GIVEN DATA ->
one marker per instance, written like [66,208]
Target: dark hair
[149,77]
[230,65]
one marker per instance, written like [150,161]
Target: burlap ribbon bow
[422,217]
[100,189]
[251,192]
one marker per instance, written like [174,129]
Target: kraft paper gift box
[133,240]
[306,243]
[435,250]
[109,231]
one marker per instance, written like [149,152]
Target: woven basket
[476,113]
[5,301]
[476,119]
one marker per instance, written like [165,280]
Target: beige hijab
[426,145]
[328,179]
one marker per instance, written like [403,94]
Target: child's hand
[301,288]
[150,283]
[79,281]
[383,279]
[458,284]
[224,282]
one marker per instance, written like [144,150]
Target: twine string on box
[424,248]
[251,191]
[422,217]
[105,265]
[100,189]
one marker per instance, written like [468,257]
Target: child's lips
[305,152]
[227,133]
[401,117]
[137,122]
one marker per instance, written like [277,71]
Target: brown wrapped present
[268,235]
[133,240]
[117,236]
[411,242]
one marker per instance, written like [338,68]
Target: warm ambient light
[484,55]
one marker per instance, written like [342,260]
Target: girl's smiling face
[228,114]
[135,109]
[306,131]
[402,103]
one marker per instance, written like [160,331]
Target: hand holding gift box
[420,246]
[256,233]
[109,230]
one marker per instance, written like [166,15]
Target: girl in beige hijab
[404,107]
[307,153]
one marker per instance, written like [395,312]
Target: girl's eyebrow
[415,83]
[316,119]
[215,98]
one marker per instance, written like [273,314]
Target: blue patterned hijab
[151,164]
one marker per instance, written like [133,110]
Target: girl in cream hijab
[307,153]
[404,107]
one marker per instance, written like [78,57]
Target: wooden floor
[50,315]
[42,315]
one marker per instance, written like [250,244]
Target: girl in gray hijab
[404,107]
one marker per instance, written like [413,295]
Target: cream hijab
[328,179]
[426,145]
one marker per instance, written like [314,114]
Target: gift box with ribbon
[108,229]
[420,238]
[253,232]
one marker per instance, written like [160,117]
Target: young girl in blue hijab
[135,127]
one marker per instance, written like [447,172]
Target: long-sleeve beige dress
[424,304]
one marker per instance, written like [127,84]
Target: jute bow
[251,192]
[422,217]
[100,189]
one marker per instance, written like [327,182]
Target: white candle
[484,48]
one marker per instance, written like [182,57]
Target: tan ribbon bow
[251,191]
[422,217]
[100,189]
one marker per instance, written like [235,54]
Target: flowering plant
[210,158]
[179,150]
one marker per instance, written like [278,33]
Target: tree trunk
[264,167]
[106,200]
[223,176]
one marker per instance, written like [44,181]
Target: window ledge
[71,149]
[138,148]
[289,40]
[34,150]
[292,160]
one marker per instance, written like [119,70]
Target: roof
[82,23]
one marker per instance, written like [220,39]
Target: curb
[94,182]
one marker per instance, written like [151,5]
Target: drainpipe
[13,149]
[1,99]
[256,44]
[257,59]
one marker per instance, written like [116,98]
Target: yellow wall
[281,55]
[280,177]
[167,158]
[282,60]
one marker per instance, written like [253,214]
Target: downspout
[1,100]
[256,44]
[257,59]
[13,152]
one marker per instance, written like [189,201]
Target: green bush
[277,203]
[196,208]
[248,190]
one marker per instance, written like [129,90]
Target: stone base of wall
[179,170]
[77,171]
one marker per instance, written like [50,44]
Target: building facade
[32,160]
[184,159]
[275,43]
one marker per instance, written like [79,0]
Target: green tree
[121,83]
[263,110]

PROBLEM REQUIREMENTS ->
Copy out all of the rows above, character for character and in the same order.

FINAL ANSWER ->
one marker per instance, written like [66,208]
Target: dark hair
[149,77]
[230,65]
one marker per instance, written like [150,161]
Target: burlap ribbon bow
[422,217]
[100,189]
[251,192]
one marker per instance, written like [174,129]
Target: kraft paper gift box
[133,240]
[306,243]
[435,250]
[109,231]
one marker per instance, written like [149,152]
Target: woven basket
[476,113]
[5,301]
[476,119]
one marker per instance, written like [165,280]
Target: beige hijab
[426,145]
[328,179]
one marker per instance, written like [403,94]
Target: child's hand
[301,288]
[150,283]
[79,281]
[383,279]
[458,284]
[224,282]
one marker per instance, written like [144,150]
Target: twine string on box
[424,248]
[251,191]
[422,217]
[105,265]
[100,189]
one marker per instance, written like [468,257]
Target: child's lips
[305,152]
[227,133]
[401,117]
[137,122]
one marker per instance, written like [277,71]
Target: brown wrapped present
[268,235]
[133,240]
[117,236]
[411,242]
one marker per instance, written like [338,68]
Target: warm ambient light
[484,55]
one marker per instance, written like [342,260]
Target: girl's smiling face
[228,114]
[135,109]
[306,131]
[402,103]
one marker per instance, written like [160,331]
Target: hand holding gift box
[420,246]
[256,233]
[109,230]
one marker per instance, written like [166,15]
Target: girl in beige hijab
[404,107]
[307,153]
one marker per instance, written like [395,312]
Target: girl's eyebrow
[415,83]
[316,119]
[215,98]
one marker per instance, written like [273,314]
Target: blue patterned hijab
[151,164]
one marker per instance, written like [133,110]
Target: girl in cream hijab
[307,153]
[404,107]
one marker per instance, written like [78,57]
Target: wooden floor
[50,315]
[42,315]
one marker per instance, written like [250,244]
Target: girl in gray hijab
[404,107]
one marker per instance, written like [413,295]
Target: cream hijab
[328,179]
[426,145]
one marker per instance, written like [314,114]
Target: gift box with ribbon
[108,229]
[420,238]
[253,232]
one marker per instance, written like [160,117]
Target: young girl in blue hijab
[135,127]
one marker per instance, written like [447,172]
Target: long-sleeve beige dress
[424,304]
one marker per instance, written like [127,84]
Target: jute bow
[251,192]
[422,217]
[100,189]
one marker per instance, written like [327,182]
Target: white candle
[484,48]
one marker per instance, written like [182,57]
Target: tan ribbon bow
[251,191]
[422,217]
[100,189]
one marker per instance, written like [235,54]
Target: flowering plant
[210,158]
[179,150]
one marker per instance, written like [278,33]
Target: tree trunk
[264,167]
[106,200]
[223,176]
one marker per instance, written like [44,181]
Target: window ledge
[71,149]
[138,148]
[289,40]
[34,150]
[292,160]
one marker per instance, written like [119,70]
Target: roof
[82,23]
one marker per instance, written like [220,39]
Target: curb
[94,182]
one marker per instance, written like [151,5]
Target: drainpipe
[13,149]
[1,99]
[256,44]
[257,59]
one marker per instance, written like [116,98]
Target: yellow wall
[281,55]
[280,177]
[167,158]
[282,60]
one marker per instance, written like [253,214]
Target: downspout
[1,100]
[256,44]
[257,59]
[13,152]
one marker per instance, written like [189,201]
Target: green bush
[277,203]
[196,208]
[248,190]
one marker per instance, written like [129,90]
Target: stone base of wall
[179,170]
[77,171]
one marker per instance, written like [50,44]
Target: building facade
[32,160]
[184,159]
[275,43]
one marker per instance, written like [79,0]
Target: green tree
[121,83]
[263,110]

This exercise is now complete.